IHRE AUFGABE >>
Beantworten Sie anhand des Seitenauszugs über SGB-II-Leistungen in Bielefeld die folgenden Fragen:
(a) Wie hoch war 2016 der Anteil der Personen in Bielefeld, die Leistungen nach dem SGB II erhielten?
(b) Welchen Wert hatte der Anteil bei den unter 15-Jährigen im Jahr 2011?
(c) In welcher Art von Haushalten lebt die Mehrheit der betroffenen Kinder, und wie hoch ist ihr Anteil?

SEITENAUSZUG >>

Die im Januar 2018 vorgestellte „Fortschreibung des Berichts Lebenslagen und Soziale Leistungen 2016“ weist für Bielefeld im Jahr 2016 einen Anteil von 14,0% an Personen aus, die Leistungen nach dem SGB II erhielten. Rechnerisch war somit jede/r siebte Bielefelder/in auf Transferleistungen nach dem SGB II angewiesen. Bedürftige, die keine ergänzende Grundsicherung beantragt haben, sind hierbei noch nicht berücksichtigt.

Besonders stark betroffen ist die Gruppe der unter 15-Jährigen mit 22,9%. Diese Zahl ist in den letzten Jahren stetig angestiegen: Im Jahr 2011 betrug sie noch 20,0%. In absoluten Zahlen bedeutet das, dass fast 11.000 Kinder in Haushalten leben, die auf Transferleistungen angewiesen und somit von einer sozialen und/oder materiellen Risikolage betroffen sind. Die meisten dieser Kinder leben in Haushalten von Alleinerziehenden (56,6%).

AUSGELESENE EINTRÄGE >>
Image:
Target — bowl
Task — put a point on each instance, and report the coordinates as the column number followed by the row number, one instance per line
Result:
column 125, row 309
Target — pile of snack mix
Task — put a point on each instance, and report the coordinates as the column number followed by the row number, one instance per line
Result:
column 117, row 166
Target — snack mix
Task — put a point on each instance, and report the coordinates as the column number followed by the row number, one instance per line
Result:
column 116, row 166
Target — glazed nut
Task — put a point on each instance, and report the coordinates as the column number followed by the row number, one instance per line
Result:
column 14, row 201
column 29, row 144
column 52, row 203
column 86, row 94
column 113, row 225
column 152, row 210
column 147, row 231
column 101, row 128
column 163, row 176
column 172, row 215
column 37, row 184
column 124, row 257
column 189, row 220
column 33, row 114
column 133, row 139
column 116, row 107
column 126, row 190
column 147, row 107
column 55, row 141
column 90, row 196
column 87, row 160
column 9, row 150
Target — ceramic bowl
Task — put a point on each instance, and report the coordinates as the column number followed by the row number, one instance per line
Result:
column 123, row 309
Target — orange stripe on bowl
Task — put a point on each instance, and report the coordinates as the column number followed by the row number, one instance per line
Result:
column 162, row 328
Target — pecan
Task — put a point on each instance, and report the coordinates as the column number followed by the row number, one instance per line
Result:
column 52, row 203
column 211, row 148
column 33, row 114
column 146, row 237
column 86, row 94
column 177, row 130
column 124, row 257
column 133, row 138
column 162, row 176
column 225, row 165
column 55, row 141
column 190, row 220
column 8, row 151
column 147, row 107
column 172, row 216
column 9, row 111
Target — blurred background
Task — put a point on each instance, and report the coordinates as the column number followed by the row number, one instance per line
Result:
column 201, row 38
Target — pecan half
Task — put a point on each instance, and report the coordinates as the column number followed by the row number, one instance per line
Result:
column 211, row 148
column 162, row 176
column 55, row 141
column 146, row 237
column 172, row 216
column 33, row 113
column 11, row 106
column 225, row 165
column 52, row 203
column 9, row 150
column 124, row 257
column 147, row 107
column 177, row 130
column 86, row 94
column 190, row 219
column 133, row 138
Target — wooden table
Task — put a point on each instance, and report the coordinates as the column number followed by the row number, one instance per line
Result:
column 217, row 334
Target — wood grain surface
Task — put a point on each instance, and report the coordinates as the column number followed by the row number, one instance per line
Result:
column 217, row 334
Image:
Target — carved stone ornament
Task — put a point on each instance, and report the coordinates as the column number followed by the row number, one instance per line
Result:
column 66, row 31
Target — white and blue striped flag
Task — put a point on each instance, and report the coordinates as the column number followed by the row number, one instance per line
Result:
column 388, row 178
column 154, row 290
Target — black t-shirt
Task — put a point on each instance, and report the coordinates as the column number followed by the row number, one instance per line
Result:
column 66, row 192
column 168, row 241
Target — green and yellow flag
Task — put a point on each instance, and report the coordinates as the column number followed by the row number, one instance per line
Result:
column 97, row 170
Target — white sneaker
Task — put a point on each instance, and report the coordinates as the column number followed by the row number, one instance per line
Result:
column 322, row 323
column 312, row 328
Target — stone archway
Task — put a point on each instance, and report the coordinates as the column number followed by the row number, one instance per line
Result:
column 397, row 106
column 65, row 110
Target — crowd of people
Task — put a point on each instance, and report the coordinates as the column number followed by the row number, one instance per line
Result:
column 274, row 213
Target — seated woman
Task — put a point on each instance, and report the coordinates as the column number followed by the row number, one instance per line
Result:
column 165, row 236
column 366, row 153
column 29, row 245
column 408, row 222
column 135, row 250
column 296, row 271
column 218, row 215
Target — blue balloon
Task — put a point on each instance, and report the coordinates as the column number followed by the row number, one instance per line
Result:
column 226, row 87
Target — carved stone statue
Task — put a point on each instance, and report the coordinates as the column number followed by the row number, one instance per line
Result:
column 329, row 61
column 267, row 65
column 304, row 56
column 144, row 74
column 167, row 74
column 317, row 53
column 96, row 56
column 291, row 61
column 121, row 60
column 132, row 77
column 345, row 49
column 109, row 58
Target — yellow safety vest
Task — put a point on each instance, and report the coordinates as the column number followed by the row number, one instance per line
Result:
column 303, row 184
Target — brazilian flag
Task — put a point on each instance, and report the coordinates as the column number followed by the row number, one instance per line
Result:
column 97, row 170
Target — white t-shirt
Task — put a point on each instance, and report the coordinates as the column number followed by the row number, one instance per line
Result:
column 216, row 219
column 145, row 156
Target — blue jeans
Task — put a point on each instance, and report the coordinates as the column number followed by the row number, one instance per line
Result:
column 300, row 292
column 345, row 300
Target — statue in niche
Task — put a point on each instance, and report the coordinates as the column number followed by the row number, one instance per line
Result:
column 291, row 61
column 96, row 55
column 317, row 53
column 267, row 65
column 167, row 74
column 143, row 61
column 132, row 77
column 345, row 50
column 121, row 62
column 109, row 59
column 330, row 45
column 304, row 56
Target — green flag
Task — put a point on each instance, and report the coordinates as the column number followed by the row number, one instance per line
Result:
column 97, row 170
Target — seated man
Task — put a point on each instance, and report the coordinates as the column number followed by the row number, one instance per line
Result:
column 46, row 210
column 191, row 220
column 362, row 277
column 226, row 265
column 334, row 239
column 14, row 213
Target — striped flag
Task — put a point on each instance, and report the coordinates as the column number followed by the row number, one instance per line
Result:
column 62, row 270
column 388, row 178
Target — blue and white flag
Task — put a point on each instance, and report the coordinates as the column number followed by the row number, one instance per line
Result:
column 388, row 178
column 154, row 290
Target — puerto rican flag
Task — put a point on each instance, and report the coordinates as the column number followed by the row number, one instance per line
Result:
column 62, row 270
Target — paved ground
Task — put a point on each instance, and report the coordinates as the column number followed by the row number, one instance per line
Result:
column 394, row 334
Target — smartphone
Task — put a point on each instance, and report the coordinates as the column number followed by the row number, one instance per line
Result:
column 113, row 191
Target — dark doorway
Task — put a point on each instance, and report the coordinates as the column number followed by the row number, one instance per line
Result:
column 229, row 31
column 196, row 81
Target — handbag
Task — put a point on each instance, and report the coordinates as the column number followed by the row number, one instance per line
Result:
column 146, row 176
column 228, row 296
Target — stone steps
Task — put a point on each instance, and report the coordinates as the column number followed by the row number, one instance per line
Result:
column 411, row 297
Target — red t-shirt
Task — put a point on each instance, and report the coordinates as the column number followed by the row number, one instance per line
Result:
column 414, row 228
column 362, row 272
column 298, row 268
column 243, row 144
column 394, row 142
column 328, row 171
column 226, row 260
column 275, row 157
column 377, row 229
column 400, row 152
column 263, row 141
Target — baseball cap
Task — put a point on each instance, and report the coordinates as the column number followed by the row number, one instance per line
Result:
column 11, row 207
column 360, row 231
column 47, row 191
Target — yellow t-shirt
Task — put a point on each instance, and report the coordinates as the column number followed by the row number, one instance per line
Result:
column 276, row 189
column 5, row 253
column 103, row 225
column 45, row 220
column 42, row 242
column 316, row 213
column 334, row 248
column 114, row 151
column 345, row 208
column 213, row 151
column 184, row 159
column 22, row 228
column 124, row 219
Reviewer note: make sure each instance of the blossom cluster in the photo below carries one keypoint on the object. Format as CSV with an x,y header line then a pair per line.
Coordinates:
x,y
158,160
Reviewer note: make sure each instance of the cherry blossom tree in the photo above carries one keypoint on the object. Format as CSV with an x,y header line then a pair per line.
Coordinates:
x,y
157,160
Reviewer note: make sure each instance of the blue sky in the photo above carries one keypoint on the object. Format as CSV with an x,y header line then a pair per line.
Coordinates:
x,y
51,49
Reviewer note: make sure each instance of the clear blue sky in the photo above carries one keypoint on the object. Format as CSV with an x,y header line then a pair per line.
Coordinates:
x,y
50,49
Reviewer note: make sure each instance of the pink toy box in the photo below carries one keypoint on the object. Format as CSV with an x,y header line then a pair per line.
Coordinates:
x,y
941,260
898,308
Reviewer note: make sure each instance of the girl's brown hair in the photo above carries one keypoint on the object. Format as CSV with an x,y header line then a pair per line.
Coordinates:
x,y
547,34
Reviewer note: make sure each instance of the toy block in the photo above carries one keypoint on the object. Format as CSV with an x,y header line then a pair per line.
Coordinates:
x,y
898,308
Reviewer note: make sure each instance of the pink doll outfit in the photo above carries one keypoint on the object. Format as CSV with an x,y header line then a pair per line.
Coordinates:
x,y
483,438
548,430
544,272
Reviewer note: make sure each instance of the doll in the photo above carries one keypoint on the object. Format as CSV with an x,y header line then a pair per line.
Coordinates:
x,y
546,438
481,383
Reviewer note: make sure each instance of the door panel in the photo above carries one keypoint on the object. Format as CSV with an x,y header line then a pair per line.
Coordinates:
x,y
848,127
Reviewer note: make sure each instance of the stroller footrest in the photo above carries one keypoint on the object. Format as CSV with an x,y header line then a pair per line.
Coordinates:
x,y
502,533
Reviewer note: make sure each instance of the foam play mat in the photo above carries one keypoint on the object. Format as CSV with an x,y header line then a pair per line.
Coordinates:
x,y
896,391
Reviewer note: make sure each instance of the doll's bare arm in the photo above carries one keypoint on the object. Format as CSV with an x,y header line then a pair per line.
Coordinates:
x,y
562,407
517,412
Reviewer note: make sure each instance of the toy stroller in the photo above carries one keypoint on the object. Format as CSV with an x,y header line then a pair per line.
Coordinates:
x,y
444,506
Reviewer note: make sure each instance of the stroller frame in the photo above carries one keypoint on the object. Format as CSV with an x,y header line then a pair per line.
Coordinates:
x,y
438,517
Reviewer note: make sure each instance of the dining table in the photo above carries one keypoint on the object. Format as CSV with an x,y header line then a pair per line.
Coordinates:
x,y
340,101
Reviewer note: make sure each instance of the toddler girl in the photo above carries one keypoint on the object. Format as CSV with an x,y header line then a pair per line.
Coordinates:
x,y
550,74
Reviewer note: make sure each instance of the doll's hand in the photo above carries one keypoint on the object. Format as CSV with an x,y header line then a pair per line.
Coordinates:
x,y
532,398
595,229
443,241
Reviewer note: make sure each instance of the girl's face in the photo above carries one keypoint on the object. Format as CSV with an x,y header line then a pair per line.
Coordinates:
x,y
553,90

ANTWORT >>
(a) Der Anteil lag bei 14,0 %.
(b) Der Anteil betrug 20,0 %.
(c) Die meisten betroffenen Kinder leben in Haushalten von Alleinerziehenden. Ihr Anteil liegt bei 56,6 %.